How to complete this task
Word for word, copy the entire listing.

Data records
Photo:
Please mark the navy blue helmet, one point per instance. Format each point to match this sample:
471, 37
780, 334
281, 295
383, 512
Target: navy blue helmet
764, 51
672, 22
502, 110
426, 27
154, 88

Finished exercise
Photo:
Please mark the navy blue helmet, one point per instance. Format each point to match this sample:
471, 37
780, 334
281, 295
383, 512
Target: navy blue helmet
764, 51
672, 22
502, 110
426, 27
154, 88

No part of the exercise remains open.